» Text passage:

►

The Andhra Pradesh Council of Ministers are elected legislative members, who are appointed as ministers by the Governor of Andhra Pradesh to form the executive branch of the Government of Andhra Pradesh. They hold various portfolios as decided by the Chief minister of Andhra Pradesh. The current state council of ministers is headed by Y. S. Jagan Mohan Reddy after the 2019 Andhra Pradesh Legislative Assembly election. The term of every executive wing is for 5 years.

The council of ministers are assisted by department secretaries attached to each ministry who are from IAS cadre. The chief executive officer responsible for issuing orders on behalf of Government is Chief Secretary to the State Government.

Constitutional requirement

For the Council of Ministers to aid and advise Governor 
According to Article 163 of the Indian Constitution,

This means that the Ministers serve under the pleasure of the Governor and he/she may remove them, on the advice of the Chief Minister, whenever they want.

The Chief Minister shall be appointed by the Governor and the other Ministers shall be appointed by the Governor on the advice of the Chief Minister, and the Minister shall hold office during the pleasure of the Governor:

Provided that in the States of Bihar, Madhya Pradesh and Orissa, there shall be a Minister in charge of tribal welfare who may in addition be in charge of the welfare of the Scheduled Castes and backward classes or any other work.

◄

» Prompt 1: Reproduce the passage on the Andhra Pradesh Council of Ministers word for word, everything from "The council of ministers are" down to "whenever they want.".
The listing that comes next has no connection to the passage on the Andhra Pradesh Council of Ministers.

» Stored rows:
►

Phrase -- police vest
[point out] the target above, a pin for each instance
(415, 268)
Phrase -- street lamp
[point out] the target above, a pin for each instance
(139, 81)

◄

» Prompt 2: Please output the lines of the listing as a numbered list, everything from the line containing "Phrase -- street lamp" down to the last line of the listing, including both, with blank lines left out.

» Full response 1:
The council of ministers are assisted by department secretaries attached to each ministry who are from IAS cadre. The chief executive officer responsible for issuing orders on behalf of Government is Chief Secretary to the State Government.

Constitutional requirement

For the Council of Ministers to aid and advise Governor 
According to Article 163 of the Indian Constitution,

This means that the Ministers serve under the pleasure of the Governor and he/she may remove them, on the advice of the Chief Minister, whenever they want.

» Full response 2:
1. Phrase -- street lamp
2. [point out] the target above, a pin for each instance
3. (139, 81)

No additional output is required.